◆ ASSIGNMENT: Write each entry out again, exactly as it is written.

◆ RECORDED INFORMATION:
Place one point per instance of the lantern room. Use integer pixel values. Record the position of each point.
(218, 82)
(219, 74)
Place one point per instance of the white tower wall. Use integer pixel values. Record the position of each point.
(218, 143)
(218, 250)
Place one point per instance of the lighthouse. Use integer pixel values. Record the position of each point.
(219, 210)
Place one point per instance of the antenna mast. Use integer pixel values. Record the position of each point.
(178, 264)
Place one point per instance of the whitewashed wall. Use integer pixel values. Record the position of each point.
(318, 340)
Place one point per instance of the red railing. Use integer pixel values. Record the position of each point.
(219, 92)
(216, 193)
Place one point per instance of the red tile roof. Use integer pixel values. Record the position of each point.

◆ PROBLEM SOLUTION:
Place one point per instance of the lantern room. Use integer pixel values. Record the position of each point.
(218, 82)
(219, 74)
Place one point per instance of the white tower wall. Use integer pixel values. Record the position of each point.
(218, 143)
(218, 250)
Place one point per instance of the lighthouse. Use integer pixel values. Record the position of each point.
(219, 210)
Place one point per instance of the antenna mast. Use integer pixel values. Record the position of each point.
(178, 264)
Place one point per instance of the whitewashed wall. Use integer pixel values. Record the position of each point.
(318, 340)
Place one point per instance of the red railing. Use integer pixel values. Record the position of each point.
(219, 92)
(216, 193)
Place one point per instance of the red tile roof. Use integer pixel values. Record the position of each point.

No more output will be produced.